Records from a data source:
● ● ● ● ●
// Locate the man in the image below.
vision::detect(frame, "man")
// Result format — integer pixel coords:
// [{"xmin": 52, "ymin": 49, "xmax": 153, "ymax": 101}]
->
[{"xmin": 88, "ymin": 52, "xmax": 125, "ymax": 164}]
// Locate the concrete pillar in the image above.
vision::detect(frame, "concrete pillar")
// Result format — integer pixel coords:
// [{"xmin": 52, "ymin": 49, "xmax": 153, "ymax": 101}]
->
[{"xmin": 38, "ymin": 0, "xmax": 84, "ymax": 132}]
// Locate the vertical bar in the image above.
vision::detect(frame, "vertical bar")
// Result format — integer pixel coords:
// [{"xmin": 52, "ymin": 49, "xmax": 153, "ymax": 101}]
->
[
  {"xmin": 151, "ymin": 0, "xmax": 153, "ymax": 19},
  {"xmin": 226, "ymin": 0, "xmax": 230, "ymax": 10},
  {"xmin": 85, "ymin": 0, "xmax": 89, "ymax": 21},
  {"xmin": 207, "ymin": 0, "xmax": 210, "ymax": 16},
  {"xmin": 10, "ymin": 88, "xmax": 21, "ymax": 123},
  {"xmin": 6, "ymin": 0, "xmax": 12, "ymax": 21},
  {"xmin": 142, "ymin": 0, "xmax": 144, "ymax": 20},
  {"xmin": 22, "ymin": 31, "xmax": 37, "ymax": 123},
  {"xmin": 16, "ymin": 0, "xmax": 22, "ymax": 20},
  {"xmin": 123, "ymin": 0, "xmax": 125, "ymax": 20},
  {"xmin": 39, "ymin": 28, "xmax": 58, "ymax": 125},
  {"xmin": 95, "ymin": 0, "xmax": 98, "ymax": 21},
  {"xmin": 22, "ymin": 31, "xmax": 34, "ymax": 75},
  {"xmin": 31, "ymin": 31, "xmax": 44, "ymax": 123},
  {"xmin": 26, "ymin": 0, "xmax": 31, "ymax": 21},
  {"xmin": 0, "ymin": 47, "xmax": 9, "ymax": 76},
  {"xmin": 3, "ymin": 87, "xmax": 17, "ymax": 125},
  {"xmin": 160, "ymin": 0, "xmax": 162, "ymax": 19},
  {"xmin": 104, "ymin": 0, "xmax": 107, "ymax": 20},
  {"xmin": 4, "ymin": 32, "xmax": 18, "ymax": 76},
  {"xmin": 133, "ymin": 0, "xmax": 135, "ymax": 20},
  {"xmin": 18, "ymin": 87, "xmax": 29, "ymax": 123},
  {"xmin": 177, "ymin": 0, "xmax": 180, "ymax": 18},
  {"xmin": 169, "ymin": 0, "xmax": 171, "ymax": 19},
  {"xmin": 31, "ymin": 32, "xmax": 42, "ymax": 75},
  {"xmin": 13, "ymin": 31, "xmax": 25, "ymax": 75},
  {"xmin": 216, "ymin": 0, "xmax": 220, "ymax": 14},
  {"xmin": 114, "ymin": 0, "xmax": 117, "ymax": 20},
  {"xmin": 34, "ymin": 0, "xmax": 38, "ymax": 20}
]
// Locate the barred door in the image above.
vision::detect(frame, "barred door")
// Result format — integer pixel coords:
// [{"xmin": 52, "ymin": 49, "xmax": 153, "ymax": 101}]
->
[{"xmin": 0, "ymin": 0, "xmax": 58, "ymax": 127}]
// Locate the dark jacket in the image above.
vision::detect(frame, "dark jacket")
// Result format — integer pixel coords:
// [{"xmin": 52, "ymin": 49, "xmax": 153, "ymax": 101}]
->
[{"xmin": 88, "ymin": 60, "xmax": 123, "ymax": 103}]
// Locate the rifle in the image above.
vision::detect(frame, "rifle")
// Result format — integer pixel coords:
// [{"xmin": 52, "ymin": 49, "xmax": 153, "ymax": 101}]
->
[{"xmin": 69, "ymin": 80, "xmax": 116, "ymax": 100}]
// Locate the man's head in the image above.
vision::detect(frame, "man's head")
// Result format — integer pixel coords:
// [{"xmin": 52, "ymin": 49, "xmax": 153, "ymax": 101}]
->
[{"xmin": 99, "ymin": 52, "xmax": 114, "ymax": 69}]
● ● ● ● ●
:: Problem statement ::
Return a copy of each line in the records above that has "detect" in it.

:: Problem solution ::
vision::detect(frame, "man")
vision::detect(frame, "concrete pillar")
vision::detect(frame, "vertical bar")
vision::detect(frame, "barred door")
vision::detect(frame, "dark jacket")
vision::detect(frame, "rifle")
vision::detect(frame, "man's head")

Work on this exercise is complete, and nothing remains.